* [Instructions for the task]
Would you give the records below again, exactly and completely?

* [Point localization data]
* * *

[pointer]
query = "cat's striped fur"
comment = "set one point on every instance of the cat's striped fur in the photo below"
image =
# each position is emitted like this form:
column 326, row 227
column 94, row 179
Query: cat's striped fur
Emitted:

* * *

* [Reply]
[pointer]
query = "cat's striped fur"
comment = "set one point on every instance of the cat's striped fur in the photo below"
image =
# each position is emitted like this form:
column 326, row 227
column 94, row 179
Query: cat's striped fur
Emitted:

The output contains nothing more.